Extracted material:
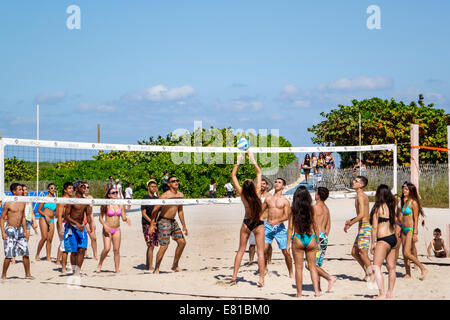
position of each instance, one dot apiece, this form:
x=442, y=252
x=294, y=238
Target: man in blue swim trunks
x=278, y=211
x=75, y=235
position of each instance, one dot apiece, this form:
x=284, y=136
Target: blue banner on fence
x=35, y=204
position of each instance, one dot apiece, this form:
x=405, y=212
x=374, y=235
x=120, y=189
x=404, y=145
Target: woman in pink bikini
x=110, y=219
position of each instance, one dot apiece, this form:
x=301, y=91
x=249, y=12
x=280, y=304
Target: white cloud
x=162, y=93
x=246, y=105
x=23, y=120
x=301, y=103
x=51, y=98
x=106, y=108
x=290, y=90
x=87, y=106
x=360, y=83
x=277, y=116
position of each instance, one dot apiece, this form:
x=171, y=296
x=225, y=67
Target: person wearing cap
x=75, y=235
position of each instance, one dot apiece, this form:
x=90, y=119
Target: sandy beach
x=207, y=264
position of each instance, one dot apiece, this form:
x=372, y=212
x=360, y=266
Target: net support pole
x=448, y=168
x=415, y=156
x=360, y=154
x=2, y=168
x=37, y=150
x=394, y=173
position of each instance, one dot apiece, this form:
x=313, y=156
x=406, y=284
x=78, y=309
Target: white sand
x=207, y=264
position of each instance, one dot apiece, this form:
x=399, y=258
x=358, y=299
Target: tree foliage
x=384, y=122
x=18, y=170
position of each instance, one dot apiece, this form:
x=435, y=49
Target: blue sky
x=145, y=68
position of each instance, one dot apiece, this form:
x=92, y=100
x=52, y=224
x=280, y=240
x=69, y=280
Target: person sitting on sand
x=437, y=245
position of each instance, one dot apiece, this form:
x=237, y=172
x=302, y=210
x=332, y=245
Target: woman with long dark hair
x=411, y=209
x=250, y=196
x=383, y=217
x=46, y=223
x=110, y=219
x=302, y=231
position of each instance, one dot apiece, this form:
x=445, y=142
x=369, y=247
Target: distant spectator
x=212, y=189
x=437, y=245
x=359, y=164
x=109, y=185
x=129, y=194
x=118, y=187
x=152, y=179
x=321, y=161
x=230, y=189
x=329, y=160
x=165, y=181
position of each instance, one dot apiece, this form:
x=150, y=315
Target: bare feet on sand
x=424, y=274
x=331, y=283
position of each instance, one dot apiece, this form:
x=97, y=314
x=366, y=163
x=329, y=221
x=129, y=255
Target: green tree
x=135, y=167
x=18, y=170
x=384, y=122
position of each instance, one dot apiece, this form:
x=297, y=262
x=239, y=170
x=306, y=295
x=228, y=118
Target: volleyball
x=243, y=144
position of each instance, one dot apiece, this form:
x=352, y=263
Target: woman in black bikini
x=250, y=196
x=382, y=217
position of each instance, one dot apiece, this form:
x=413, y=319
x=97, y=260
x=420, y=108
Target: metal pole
x=2, y=168
x=415, y=156
x=395, y=170
x=360, y=154
x=37, y=150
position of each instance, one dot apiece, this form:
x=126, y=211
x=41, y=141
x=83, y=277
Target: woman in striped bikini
x=410, y=223
x=46, y=223
x=110, y=219
x=302, y=231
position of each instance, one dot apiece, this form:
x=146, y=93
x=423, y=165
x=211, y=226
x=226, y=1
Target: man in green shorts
x=361, y=246
x=168, y=226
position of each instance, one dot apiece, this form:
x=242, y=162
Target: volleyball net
x=37, y=163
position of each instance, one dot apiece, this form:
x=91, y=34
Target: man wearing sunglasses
x=167, y=226
x=75, y=235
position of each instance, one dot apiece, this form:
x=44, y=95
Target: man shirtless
x=60, y=209
x=75, y=235
x=361, y=246
x=167, y=225
x=278, y=211
x=323, y=223
x=13, y=232
x=252, y=241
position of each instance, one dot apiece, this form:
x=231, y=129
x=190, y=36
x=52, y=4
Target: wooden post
x=415, y=156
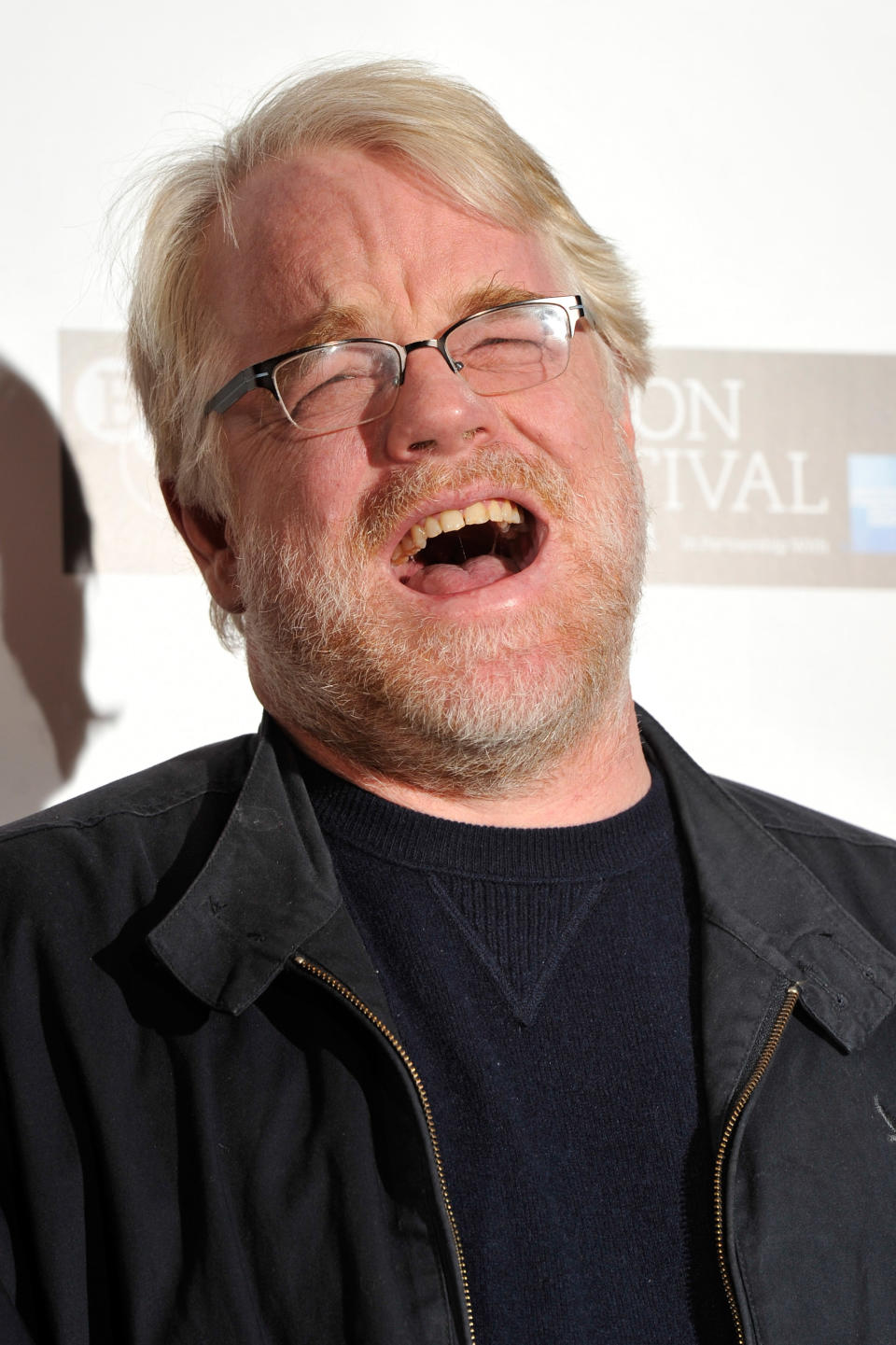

What is needed: Please copy all of the lines above word for word, leaving the pictures out.

Completed exercise:
position of each instance, one dot apiece, this form:
x=442, y=252
x=294, y=238
Target: man in blue swim trunks
x=278, y=211
x=75, y=235
position of each instance, one dot apiece, this form:
x=284, y=136
Target: blue banner on fence
x=35, y=204
position of each instance, one dot apiece, this form:
x=405, y=212
x=374, y=235
x=120, y=189
x=404, y=145
Target: woman in pink bikini
x=110, y=219
position of each instance, one dot apiece, this form:
x=301, y=91
x=249, y=12
x=280, y=304
Target: white cloud
x=162, y=93
x=246, y=105
x=23, y=120
x=301, y=103
x=51, y=98
x=106, y=108
x=290, y=90
x=87, y=106
x=360, y=83
x=277, y=116
position of each instance, one dot apiece, this form:
x=171, y=296
x=225, y=67
Target: person wearing cap
x=75, y=235
position of each instance, one dot apiece, this form:
x=90, y=119
Target: sandy beach
x=207, y=264
position of each instance, one dot apiece, this form:
x=372, y=212
x=360, y=266
Target: net support pole
x=448, y=168
x=415, y=156
x=360, y=154
x=2, y=168
x=37, y=150
x=394, y=173
position of each instance, one dot apiece, this form:
x=313, y=156
x=406, y=284
x=78, y=309
Target: white sand
x=207, y=264
position of each instance, one dot apiece, this form:
x=399, y=258
x=358, y=299
Target: tree foliage
x=384, y=122
x=18, y=170
position of each instance, one dot apiece, this form:
x=435, y=49
Target: blue sky
x=145, y=68
position of each instance, one dot apiece, this form:
x=92, y=100
x=52, y=224
x=280, y=240
x=69, y=280
Target: person sitting on sand
x=437, y=245
position of each instance, one dot apiece, this form:
x=237, y=172
x=302, y=210
x=332, y=245
Target: woman with long dark hair
x=411, y=209
x=250, y=196
x=383, y=217
x=46, y=223
x=110, y=219
x=302, y=231
position of each instance, one dot apiece, this form:
x=445, y=142
x=369, y=247
Target: distant spectator
x=212, y=189
x=437, y=245
x=359, y=164
x=109, y=185
x=129, y=194
x=118, y=187
x=152, y=179
x=321, y=161
x=230, y=189
x=329, y=160
x=165, y=181
position of each instance, one dot apiece, this form:
x=150, y=315
Target: bare feet on sand
x=424, y=274
x=331, y=283
position of each instance, one dot apiece, this form:
x=97, y=314
x=366, y=163
x=329, y=221
x=129, y=255
Target: green tree
x=135, y=167
x=18, y=170
x=384, y=122
position of each instance, one dot apiece, this form:
x=297, y=262
x=239, y=170
x=306, y=295
x=228, y=118
Target: volleyball
x=243, y=144
position of each instance, one dot apiece, this form:
x=352, y=263
Target: woman in black bikini
x=250, y=196
x=382, y=217
position of each instance, one dot apiece, this form:
x=413, y=319
x=97, y=260
x=420, y=108
Target: metal pole
x=2, y=168
x=415, y=156
x=395, y=170
x=360, y=154
x=37, y=150
position of each instance, one dot apiece, this form:
x=126, y=211
x=41, y=141
x=83, y=277
Target: woman in striped bikini
x=410, y=223
x=46, y=223
x=110, y=219
x=302, y=231
position of each instance, one dot apiece, this form:
x=146, y=93
x=423, y=165
x=211, y=226
x=226, y=1
Target: man in green shorts
x=361, y=246
x=168, y=226
position of each instance, one dot apiece, this form:
x=242, y=162
Target: volleyball net
x=37, y=163
position of each instance, one dot apiece, this form:
x=91, y=34
Target: man wearing sunglasses
x=167, y=226
x=75, y=235
position of each instance, one dot apiece, this form:
x=44, y=95
Target: man shirtless
x=60, y=209
x=75, y=235
x=361, y=246
x=167, y=225
x=278, y=211
x=323, y=223
x=13, y=232
x=252, y=241
position of each instance, one dot apiece, this form:
x=231, y=129
x=190, y=36
x=52, y=4
Target: wooden post
x=415, y=156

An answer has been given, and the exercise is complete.